**TAREA ESCRITA 1**
Cuenta las líneas de las entradas que siguen en las que aparece la cadena "long", teniendo en cuenta mayúsculas y minúsculas. Responde solo con el número.

Yo, en cierto modo, también soy un amnésico anterógrado, pero
sólo hasta las once o doce de la mañana. Hasta que tomo el tercer café y despierto
al mundo, y a las gentes, y entonces ya sí, ya soy capaz de retener en la memoria
los encargos que me hacen, las recomendaciones, lo que me dijeron que corría mucha
prisa y yo dije que por supuesto, que ahora mismo, que oído cocina, pero que a
los dos minutos -como le pasa a Guy
Pierce en “Memento”- se me había ido por el sumidero del olvido.
Pero yo no hablo de amnésicos transitorios, sino de amnésicos
de verdad, de esos que quedan en llamarte y luego nunca te llaman. Pero no por
descortesía, ni por un quedar bien, que es el lubricante del mundo civilizado, sino
porque son realmente gente con un problema en el hipocampo. Gentes -todos los
conocemos- que cuelgan el teléfono o tuercen la esquina y en un minuto ya te
han olvidado por completo, como si nunca hubieras existido. El otro día, sin ir
más lejos, una señorita de buen ver me llamó por teléfono, mantuvimos una
agradable conversación y al terminar me dijo que volvería a llamarme por la
tarde. Que quería saber más cosas de mí... Que me enviaría un whatsapp para confirmar
que yo estaba online... Que chao, que no te olvides, que se lo había pasado
pipa... Eso fue hace un mes y sigo esperando. Sin embargo, en la red, le
sigue poniendo corazones a cosas que yo escribo. Juraría que cada vez que lo hace
se pregunta: “¿Quién es este tipo?”.

**MATERIAL PROPORCIONADO**
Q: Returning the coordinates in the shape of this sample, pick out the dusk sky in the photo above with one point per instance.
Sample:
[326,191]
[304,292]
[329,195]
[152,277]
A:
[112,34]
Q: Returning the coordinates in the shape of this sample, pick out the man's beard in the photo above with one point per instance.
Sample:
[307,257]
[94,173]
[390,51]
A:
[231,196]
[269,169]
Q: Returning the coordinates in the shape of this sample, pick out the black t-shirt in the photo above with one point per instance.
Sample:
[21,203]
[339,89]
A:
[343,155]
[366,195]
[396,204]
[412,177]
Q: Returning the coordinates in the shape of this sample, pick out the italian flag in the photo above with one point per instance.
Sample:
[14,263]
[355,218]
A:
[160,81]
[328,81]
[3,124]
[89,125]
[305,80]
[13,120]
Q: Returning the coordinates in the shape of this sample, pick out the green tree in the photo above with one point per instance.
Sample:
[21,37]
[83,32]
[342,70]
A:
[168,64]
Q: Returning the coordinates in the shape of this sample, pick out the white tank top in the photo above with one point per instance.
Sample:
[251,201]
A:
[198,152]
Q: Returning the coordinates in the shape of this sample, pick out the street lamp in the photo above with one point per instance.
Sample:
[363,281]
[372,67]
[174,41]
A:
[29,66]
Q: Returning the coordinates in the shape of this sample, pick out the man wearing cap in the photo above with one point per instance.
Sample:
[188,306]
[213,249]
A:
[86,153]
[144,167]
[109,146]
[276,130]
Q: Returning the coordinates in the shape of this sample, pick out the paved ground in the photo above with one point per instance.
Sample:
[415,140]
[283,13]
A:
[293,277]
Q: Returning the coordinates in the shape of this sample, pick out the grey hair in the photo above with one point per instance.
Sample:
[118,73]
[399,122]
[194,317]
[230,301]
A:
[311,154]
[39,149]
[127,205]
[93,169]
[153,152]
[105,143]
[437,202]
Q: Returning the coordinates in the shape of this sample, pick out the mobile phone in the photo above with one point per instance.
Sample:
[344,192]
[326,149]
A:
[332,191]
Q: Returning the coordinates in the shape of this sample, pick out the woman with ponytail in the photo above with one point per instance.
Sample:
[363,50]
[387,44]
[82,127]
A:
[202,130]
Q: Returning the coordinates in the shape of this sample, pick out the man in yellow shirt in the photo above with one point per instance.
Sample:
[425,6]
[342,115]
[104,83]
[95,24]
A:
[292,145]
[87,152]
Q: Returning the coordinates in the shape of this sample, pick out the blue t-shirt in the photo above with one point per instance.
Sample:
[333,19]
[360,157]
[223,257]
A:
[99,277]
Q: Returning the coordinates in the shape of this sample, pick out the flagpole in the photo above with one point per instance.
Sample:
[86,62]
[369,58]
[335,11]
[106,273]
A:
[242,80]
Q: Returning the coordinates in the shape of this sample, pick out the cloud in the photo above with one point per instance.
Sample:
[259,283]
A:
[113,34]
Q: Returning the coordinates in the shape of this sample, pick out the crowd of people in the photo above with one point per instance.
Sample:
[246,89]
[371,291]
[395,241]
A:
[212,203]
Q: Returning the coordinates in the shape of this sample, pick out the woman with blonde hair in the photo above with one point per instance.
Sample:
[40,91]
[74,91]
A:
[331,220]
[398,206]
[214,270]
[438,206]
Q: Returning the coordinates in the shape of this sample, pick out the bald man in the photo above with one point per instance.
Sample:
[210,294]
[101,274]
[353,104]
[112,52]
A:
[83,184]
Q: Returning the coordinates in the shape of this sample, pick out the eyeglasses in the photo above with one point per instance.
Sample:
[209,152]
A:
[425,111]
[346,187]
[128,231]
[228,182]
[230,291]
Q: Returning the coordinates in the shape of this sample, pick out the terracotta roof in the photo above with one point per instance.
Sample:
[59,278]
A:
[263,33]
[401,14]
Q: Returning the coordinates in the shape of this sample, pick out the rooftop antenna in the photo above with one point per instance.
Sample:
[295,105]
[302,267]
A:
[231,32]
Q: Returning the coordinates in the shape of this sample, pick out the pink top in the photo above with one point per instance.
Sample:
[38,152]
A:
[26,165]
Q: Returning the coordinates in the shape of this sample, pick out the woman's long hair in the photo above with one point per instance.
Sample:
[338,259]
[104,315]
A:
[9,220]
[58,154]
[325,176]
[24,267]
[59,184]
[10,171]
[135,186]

**TAREA ESCRITA 2**
Según el texto sobre los amnésicos, ¿hasta qué hora de la mañana se considera amnésico anterógrado quien narra?

**RESPUESTA ESCRITA 1**
1

**RESPUESTA ESCRITA 2**
Hasta las once o doce de la mañana.